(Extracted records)
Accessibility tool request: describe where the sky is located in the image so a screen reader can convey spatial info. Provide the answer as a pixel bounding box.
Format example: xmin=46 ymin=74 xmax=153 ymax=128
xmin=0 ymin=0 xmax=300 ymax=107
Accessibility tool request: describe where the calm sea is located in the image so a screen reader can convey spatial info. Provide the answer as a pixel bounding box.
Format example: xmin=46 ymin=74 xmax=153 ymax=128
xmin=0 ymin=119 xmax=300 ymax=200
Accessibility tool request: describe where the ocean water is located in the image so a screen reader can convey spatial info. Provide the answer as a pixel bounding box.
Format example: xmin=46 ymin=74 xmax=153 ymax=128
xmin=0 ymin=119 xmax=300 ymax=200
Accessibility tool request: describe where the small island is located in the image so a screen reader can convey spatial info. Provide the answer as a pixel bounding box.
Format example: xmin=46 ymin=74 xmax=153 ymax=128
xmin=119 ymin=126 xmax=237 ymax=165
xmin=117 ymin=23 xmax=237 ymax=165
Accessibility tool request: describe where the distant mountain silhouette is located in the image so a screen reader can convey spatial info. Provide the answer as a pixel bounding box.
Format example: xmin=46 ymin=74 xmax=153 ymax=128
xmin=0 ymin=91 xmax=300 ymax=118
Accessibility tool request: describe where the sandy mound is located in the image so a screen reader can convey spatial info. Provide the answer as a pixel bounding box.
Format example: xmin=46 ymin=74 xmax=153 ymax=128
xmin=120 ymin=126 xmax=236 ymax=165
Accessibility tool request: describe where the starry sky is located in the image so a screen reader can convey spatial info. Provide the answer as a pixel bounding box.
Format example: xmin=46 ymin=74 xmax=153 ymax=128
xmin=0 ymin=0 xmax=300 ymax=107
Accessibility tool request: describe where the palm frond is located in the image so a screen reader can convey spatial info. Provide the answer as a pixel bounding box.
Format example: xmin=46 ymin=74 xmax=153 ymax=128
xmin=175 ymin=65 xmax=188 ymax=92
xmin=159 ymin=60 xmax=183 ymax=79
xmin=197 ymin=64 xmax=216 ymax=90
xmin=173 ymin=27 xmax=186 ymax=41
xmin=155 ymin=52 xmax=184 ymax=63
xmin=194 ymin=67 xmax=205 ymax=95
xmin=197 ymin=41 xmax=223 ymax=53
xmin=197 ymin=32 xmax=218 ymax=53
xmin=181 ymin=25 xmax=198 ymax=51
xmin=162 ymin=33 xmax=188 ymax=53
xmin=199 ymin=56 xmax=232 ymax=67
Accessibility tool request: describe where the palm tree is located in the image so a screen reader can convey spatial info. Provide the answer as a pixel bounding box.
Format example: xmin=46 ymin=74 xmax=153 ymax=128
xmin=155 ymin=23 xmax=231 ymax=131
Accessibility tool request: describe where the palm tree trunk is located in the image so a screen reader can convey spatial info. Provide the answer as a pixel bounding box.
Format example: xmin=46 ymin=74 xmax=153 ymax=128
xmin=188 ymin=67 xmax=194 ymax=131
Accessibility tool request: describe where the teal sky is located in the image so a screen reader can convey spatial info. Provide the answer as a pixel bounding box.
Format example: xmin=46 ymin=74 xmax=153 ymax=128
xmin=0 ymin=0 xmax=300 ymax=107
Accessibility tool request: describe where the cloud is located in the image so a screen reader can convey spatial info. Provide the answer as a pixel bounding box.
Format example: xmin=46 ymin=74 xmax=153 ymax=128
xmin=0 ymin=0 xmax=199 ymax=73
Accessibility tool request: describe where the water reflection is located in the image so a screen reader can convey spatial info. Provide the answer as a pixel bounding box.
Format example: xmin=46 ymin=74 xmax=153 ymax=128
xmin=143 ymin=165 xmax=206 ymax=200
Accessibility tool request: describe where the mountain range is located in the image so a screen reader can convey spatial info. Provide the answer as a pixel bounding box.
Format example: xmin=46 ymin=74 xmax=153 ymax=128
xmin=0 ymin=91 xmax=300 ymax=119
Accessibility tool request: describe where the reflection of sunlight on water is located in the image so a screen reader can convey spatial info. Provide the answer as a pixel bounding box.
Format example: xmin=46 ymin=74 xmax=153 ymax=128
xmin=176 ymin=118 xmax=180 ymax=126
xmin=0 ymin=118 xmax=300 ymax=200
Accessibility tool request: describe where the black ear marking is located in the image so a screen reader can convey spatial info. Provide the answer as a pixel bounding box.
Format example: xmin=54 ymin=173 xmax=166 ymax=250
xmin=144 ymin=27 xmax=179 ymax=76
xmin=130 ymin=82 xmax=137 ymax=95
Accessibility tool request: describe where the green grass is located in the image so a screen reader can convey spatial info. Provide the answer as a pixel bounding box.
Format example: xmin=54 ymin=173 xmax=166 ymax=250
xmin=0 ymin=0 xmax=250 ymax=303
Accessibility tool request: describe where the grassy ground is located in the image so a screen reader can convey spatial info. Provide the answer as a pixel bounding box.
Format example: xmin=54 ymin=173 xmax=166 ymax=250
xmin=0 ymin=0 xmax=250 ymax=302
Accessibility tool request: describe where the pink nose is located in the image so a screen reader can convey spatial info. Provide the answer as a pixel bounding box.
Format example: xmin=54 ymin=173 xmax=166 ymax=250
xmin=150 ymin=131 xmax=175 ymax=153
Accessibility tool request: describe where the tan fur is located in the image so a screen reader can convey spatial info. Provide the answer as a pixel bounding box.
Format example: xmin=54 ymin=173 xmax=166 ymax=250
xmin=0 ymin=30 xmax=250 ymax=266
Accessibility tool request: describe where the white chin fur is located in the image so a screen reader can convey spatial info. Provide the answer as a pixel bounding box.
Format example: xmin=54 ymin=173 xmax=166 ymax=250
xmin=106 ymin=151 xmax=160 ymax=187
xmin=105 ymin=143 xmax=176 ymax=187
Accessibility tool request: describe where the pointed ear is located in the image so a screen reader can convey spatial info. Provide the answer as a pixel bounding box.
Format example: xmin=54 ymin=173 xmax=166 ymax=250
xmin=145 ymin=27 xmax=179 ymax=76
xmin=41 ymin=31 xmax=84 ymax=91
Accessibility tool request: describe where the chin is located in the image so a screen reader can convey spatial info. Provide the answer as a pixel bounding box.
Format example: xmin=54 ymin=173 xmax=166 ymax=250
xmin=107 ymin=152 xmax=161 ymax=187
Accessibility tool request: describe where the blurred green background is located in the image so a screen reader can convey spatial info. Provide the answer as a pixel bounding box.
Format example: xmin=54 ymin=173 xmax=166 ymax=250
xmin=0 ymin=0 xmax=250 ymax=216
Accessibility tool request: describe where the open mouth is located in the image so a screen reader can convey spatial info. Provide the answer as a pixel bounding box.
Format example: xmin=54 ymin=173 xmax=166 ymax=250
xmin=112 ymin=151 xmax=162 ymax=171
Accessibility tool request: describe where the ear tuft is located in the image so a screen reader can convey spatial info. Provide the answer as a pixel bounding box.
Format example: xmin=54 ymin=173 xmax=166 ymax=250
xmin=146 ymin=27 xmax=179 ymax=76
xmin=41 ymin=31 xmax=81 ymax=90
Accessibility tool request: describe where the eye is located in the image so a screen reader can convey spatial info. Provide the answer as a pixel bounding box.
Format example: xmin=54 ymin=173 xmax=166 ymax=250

EXERCISE: Turn the records above into a numbered list, dropping any blank lines.

TASK ANSWER:
1. Accessibility tool request: describe where the sky is located in the image so a screen reader can convey spatial info. Provide the answer as a pixel bounding box.
2. Format example: xmin=46 ymin=74 xmax=153 ymax=128
3. xmin=0 ymin=0 xmax=300 ymax=107
4. Accessibility tool request: describe where the calm sea is located in the image so a screen reader can convey spatial info. Provide the answer as a pixel bounding box.
5. Format example: xmin=46 ymin=74 xmax=153 ymax=128
6. xmin=0 ymin=119 xmax=300 ymax=200
7. Accessibility tool request: describe where the ocean water is located in the image so a screen reader can convey spatial info. Provide the answer as a pixel bounding box.
8. Format example: xmin=46 ymin=74 xmax=153 ymax=128
9. xmin=0 ymin=119 xmax=300 ymax=200
10. Accessibility tool request: describe where the small island is located in the image so a screen reader can convey spatial info. Provide the answer as a pixel bounding box.
11. Format example: xmin=46 ymin=74 xmax=153 ymax=128
12. xmin=119 ymin=126 xmax=237 ymax=165
13. xmin=117 ymin=23 xmax=237 ymax=165
14. Accessibility tool request: describe where the distant mountain silhouette is located in the image so a screen reader can convey spatial info. Provide the answer as a pixel bounding box.
15. Format example: xmin=46 ymin=74 xmax=153 ymax=128
16. xmin=0 ymin=91 xmax=300 ymax=118
17. Accessibility tool request: describe where the sandy mound is located in the image so a screen reader can convey spatial info. Provide the answer as a pixel bounding box.
18. Format example: xmin=46 ymin=74 xmax=153 ymax=128
19. xmin=120 ymin=126 xmax=236 ymax=165
20. Accessibility tool request: describe where the starry sky is located in the image so a screen reader can convey spatial info. Provide the answer as a pixel bounding box.
21. Format example: xmin=46 ymin=74 xmax=153 ymax=128
22. xmin=0 ymin=0 xmax=300 ymax=107
23. Accessibility tool request: describe where the palm frond is located in the image so a screen reader can convey spatial info. Provide the answer as a pixel bounding box.
24. Format example: xmin=46 ymin=74 xmax=153 ymax=128
25. xmin=175 ymin=65 xmax=188 ymax=92
26. xmin=159 ymin=60 xmax=183 ymax=79
27. xmin=197 ymin=64 xmax=216 ymax=90
28. xmin=173 ymin=27 xmax=186 ymax=41
29. xmin=155 ymin=52 xmax=184 ymax=63
30. xmin=194 ymin=67 xmax=205 ymax=95
31. xmin=197 ymin=41 xmax=223 ymax=53
32. xmin=197 ymin=32 xmax=218 ymax=53
33. xmin=181 ymin=25 xmax=198 ymax=51
34. xmin=162 ymin=33 xmax=188 ymax=53
35. xmin=199 ymin=56 xmax=232 ymax=67
36. Accessibility tool request: describe where the palm tree is located in the image so a screen reader can convey spatial info. Provide the answer as a pixel bounding box.
37. Format example: xmin=46 ymin=74 xmax=153 ymax=128
38. xmin=155 ymin=23 xmax=231 ymax=131
39. Accessibility tool request: describe where the palm tree trunk is located in the image so a screen reader can convey spatial info. Provide the answer as a pixel bounding box.
40. Format example: xmin=46 ymin=74 xmax=153 ymax=128
41. xmin=188 ymin=67 xmax=194 ymax=131
42. Accessibility tool request: describe where the teal sky is located in the image so a screen reader can convey spatial info. Provide the answer as a pixel bounding box.
43. Format example: xmin=46 ymin=74 xmax=153 ymax=128
44. xmin=0 ymin=0 xmax=300 ymax=107
45. Accessibility tool request: describe where the cloud is located in the image so a screen reader can convey spatial info. Provide the answer as a pixel bounding box.
46. Format example: xmin=46 ymin=74 xmax=153 ymax=128
47. xmin=0 ymin=0 xmax=199 ymax=73
48. Accessibility tool request: describe where the water reflection is located in the image so a screen reader can convey spatial info. Provide the answer as a pixel bounding box.
49. Format example: xmin=46 ymin=74 xmax=153 ymax=128
50. xmin=143 ymin=165 xmax=206 ymax=200
51. Accessibility tool request: describe where the mountain range is located in the image so a screen reader can convey spatial info. Provide the answer as a pixel bounding box.
52. Format example: xmin=46 ymin=74 xmax=153 ymax=128
53. xmin=0 ymin=91 xmax=300 ymax=119
54. Accessibility tool request: describe where the reflection of sunlight on water is located in the image so a screen reader can convey spatial info. Provide the answer as a pixel bounding box.
55. Format example: xmin=46 ymin=74 xmax=153 ymax=128
56. xmin=176 ymin=118 xmax=180 ymax=126
57. xmin=0 ymin=118 xmax=300 ymax=200
58. Accessibility tool request: describe where the black ear marking is located in the image so a screen reader can convey spatial info. Provide the answer as a pixel bounding box.
59. Format example: xmin=54 ymin=173 xmax=166 ymax=250
60. xmin=144 ymin=27 xmax=179 ymax=76
61. xmin=130 ymin=82 xmax=137 ymax=95
62. Accessibility tool request: describe where the green grass is located in the image so a screen reader can convey spatial info. Provide the answer as a pixel bounding box.
63. Format example: xmin=54 ymin=173 xmax=166 ymax=250
64. xmin=0 ymin=0 xmax=250 ymax=303
65. Accessibility tool request: describe where the grassy ground is located in the image so a screen reader can convey spatial info. Provide the answer as a pixel bounding box.
66. Format example: xmin=54 ymin=173 xmax=166 ymax=250
67. xmin=0 ymin=0 xmax=250 ymax=302
68. Accessibility tool request: describe where the pink nose is located in the image so a screen reader can convey spatial info. Provide the answer as a pixel bounding box.
69. Format example: xmin=54 ymin=173 xmax=166 ymax=250
70. xmin=150 ymin=131 xmax=175 ymax=153
71. Accessibility tool request: describe where the tan fur is located in the image so a screen reader can convey spatial info. Provide the answer as a pixel bounding box.
72. Format example: xmin=54 ymin=173 xmax=166 ymax=250
73. xmin=0 ymin=30 xmax=250 ymax=266
74. Accessibility tool request: describe where the white chin fur is located in the image so a screen reader can convey spatial info. Provide the answer as a pixel bounding box.
75. Format example: xmin=54 ymin=173 xmax=166 ymax=250
76. xmin=106 ymin=151 xmax=160 ymax=187
77. xmin=105 ymin=143 xmax=176 ymax=187
78. Accessibility tool request: describe where the pointed ear is located in the image so a screen reader can convey spatial info. Provide the answer as a pixel bounding box.
79. Format example: xmin=54 ymin=173 xmax=166 ymax=250
80. xmin=145 ymin=27 xmax=179 ymax=76
81. xmin=41 ymin=31 xmax=84 ymax=91
82. Accessibility tool request: describe where the chin is located in the image so a screen reader can convey spatial info. Provide the answer as a pixel bounding box.
83. Format example: xmin=54 ymin=173 xmax=166 ymax=250
84. xmin=107 ymin=152 xmax=161 ymax=187
85. Accessibility tool request: describe where the blurred green background is located in the image so a screen reader can convey spatial info. Provide the answer as a pixel bounding box.
86. Format example: xmin=54 ymin=173 xmax=166 ymax=250
87. xmin=0 ymin=0 xmax=250 ymax=216
88. Accessibility tool request: describe where the open mouth is located in the image so a screen reader can convey spatial info. Provide the answer as a pixel bounding box.
89. Format example: xmin=54 ymin=173 xmax=166 ymax=250
90. xmin=112 ymin=151 xmax=162 ymax=171
91. Accessibility tool request: describe where the ear tuft is located in the image so a screen reader can convey spatial info. Provide the answer as a pixel bounding box.
92. Format example: xmin=54 ymin=173 xmax=166 ymax=250
93. xmin=146 ymin=27 xmax=179 ymax=76
94. xmin=41 ymin=31 xmax=81 ymax=90
95. Accessibility tool request: describe where the eye is located in the image so a screen reader can convey spatial info. Provide the answer as a pixel bounding box.
96. Format example: xmin=54 ymin=173 xmax=166 ymax=250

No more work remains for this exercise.